* **GOAL**
Reproduce all of the material below, requests included, rescaling every coordinate in the answers by a factor of 2.3 and rounding each result to a whole number, with halves rounded up. Leave the numbers in the requests and their format samples unchanged.

(Dataset excerpt)
◇ ◇ ◇ ◇ ◇ ◇ ◇

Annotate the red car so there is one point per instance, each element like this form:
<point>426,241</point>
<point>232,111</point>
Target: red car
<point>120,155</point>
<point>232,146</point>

◇ ◇ ◇ ◇ ◇ ◇ ◇

* **FULL RESPONSE**
Annotate the red car so there is one point per instance, each element like this form:
<point>426,241</point>
<point>232,111</point>
Target: red car
<point>276,357</point>
<point>534,336</point>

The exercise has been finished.